▶ _Requirement_:
Present the records below as a Markdown table with two columns, Row and Line: number each nonblank line in Row and put that line's text in Line, leaving out blank lines.

▶ _Material provided_:
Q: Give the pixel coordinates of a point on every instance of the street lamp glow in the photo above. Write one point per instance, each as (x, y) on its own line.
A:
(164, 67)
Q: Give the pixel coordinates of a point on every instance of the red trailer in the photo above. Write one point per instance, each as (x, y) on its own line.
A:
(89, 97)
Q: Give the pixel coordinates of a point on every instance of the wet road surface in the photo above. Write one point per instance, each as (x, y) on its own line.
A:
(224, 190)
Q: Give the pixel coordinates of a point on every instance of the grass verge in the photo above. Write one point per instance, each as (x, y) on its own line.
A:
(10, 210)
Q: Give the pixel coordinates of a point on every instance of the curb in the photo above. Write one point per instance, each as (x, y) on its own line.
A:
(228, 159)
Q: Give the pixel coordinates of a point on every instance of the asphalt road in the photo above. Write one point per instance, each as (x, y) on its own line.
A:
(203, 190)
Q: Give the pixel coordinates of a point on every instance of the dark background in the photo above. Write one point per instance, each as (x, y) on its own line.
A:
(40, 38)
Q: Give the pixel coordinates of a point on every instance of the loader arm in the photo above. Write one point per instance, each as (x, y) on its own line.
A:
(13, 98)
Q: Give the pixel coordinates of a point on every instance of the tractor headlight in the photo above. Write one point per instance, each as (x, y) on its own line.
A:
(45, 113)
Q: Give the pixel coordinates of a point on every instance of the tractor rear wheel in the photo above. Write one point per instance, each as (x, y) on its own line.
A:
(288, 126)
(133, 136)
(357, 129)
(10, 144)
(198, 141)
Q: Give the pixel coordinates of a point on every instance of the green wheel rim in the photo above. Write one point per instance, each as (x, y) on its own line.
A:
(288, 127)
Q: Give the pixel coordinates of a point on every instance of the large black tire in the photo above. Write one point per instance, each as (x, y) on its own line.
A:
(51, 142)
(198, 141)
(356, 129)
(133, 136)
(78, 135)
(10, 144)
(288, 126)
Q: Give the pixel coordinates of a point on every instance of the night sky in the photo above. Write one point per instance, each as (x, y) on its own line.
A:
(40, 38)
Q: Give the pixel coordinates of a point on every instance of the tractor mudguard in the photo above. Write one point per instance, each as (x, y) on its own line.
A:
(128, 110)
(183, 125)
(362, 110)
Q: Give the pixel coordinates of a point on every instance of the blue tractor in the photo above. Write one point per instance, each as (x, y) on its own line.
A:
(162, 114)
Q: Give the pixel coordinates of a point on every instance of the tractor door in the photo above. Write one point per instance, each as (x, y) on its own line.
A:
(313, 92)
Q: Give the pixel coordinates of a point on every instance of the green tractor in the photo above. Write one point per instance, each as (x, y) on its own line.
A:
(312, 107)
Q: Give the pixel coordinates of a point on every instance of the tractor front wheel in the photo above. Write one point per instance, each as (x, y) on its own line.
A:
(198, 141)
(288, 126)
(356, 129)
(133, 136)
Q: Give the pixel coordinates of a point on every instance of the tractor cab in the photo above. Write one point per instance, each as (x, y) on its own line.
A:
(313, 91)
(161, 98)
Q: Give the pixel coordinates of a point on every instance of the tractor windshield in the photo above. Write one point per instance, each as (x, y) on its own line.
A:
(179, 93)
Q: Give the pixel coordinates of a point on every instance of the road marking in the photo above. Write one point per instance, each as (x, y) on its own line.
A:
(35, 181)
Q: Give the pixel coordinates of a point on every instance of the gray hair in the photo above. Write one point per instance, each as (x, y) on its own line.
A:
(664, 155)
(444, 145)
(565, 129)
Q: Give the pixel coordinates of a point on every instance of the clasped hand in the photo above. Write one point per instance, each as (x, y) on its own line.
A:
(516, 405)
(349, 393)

▶ _Exercise answer_:
| Row | Line |
|---|---|
| 1 | Q: Give the pixel coordinates of a point on every instance of the street lamp glow in the photo above. Write one point per instance, each as (x, y) on its own line. |
| 2 | A: |
| 3 | (164, 67) |
| 4 | Q: Give the pixel coordinates of a point on every instance of the red trailer in the photo above. Write one point per instance, each as (x, y) on its own line. |
| 5 | A: |
| 6 | (89, 97) |
| 7 | Q: Give the pixel coordinates of a point on every instance of the wet road surface in the photo above. Write one point per instance, each as (x, y) on its own line. |
| 8 | A: |
| 9 | (224, 190) |
| 10 | Q: Give the pixel coordinates of a point on every instance of the grass verge in the photo above. Write one point per instance, each as (x, y) on its own line. |
| 11 | A: |
| 12 | (10, 210) |
| 13 | Q: Give the pixel coordinates of a point on every instance of the curb in the photo above. Write one point per instance, each as (x, y) on its own line. |
| 14 | A: |
| 15 | (228, 159) |
| 16 | Q: Give the pixel coordinates of a point on every instance of the asphalt road in the photo above. Write one point per instance, each as (x, y) on its own line. |
| 17 | A: |
| 18 | (203, 190) |
| 19 | Q: Give the pixel coordinates of a point on every instance of the dark background in the photo above. Write one point per instance, each as (x, y) on its own line. |
| 20 | A: |
| 21 | (40, 38) |
| 22 | Q: Give the pixel coordinates of a point on every instance of the loader arm in the photo above. Write one point per instance, each as (x, y) on its own line. |
| 23 | A: |
| 24 | (13, 98) |
| 25 | Q: Give the pixel coordinates of a point on every instance of the tractor headlight in the photo above. Write one point per instance, each as (x, y) on its own line. |
| 26 | A: |
| 27 | (45, 113) |
| 28 | Q: Give the pixel coordinates of a point on every instance of the tractor rear wheel in the photo above. Write one point per instance, each as (x, y) on its own line. |
| 29 | A: |
| 30 | (288, 126) |
| 31 | (133, 136) |
| 32 | (357, 129) |
| 33 | (10, 144) |
| 34 | (198, 141) |
| 35 | Q: Give the pixel coordinates of a point on every instance of the green wheel rim in the photo above. Write one point per instance, each as (x, y) on its own line. |
| 36 | A: |
| 37 | (288, 127) |
| 38 | Q: Give the pixel coordinates of a point on every instance of the large black tire in the photo above. Write one point per instance, each as (x, y) on its own line. |
| 39 | A: |
| 40 | (51, 142) |
| 41 | (198, 141) |
| 42 | (356, 129) |
| 43 | (133, 136) |
| 44 | (78, 135) |
| 45 | (10, 144) |
| 46 | (288, 126) |
| 47 | Q: Give the pixel coordinates of a point on every instance of the night sky in the photo above. Write one point per instance, each as (x, y) on its own line. |
| 48 | A: |
| 49 | (40, 38) |
| 50 | Q: Give the pixel coordinates of a point on every instance of the tractor mudguard in the photo above. Write one point per instance, each as (x, y) on its own line. |
| 51 | A: |
| 52 | (128, 110) |
| 53 | (183, 125) |
| 54 | (362, 110) |
| 55 | Q: Give the pixel coordinates of a point on every instance of the blue tractor in the photo above. Write one point per instance, each as (x, y) on its own line. |
| 56 | A: |
| 57 | (162, 114) |
| 58 | Q: Give the pixel coordinates of a point on every instance of the tractor door in the photo above. Write one point per instance, each as (x, y) on its own line. |
| 59 | A: |
| 60 | (313, 92) |
| 61 | Q: Give the pixel coordinates of a point on every instance of the green tractor in the photo above. Write one point per instance, each as (x, y) on its own line. |
| 62 | A: |
| 63 | (312, 107) |
| 64 | Q: Give the pixel coordinates of a point on every instance of the tractor front wheel in the photo above. Write one point per instance, each as (x, y) on its own line. |
| 65 | A: |
| 66 | (198, 141) |
| 67 | (288, 126) |
| 68 | (356, 129) |
| 69 | (133, 136) |
| 70 | Q: Give the pixel coordinates of a point on every instance of the tractor cab in the photo above. Write one point per instance, each as (x, y) on its own line. |
| 71 | A: |
| 72 | (313, 91) |
| 73 | (161, 98) |
| 74 | Q: Give the pixel coordinates of a point on every instance of the tractor windshield in the photo above. Write one point per instance, each as (x, y) on its own line. |
| 75 | A: |
| 76 | (179, 93) |
| 77 | Q: Give the pixel coordinates of a point on every instance of the road marking in the photo above. Write one point per instance, each as (x, y) on its own line. |
| 78 | A: |
| 79 | (35, 181) |
| 80 | Q: Give the pixel coordinates of a point on every instance of the gray hair in the photo above. Write one point per instance, each as (x, y) on its own line. |
| 81 | A: |
| 82 | (664, 155) |
| 83 | (444, 145) |
| 84 | (565, 129) |
| 85 | Q: Give the pixel coordinates of a point on every instance of the clasped hand in the photo above. Write one point per instance, each as (x, y) on its own line. |
| 86 | A: |
| 87 | (516, 405) |
| 88 | (349, 393) |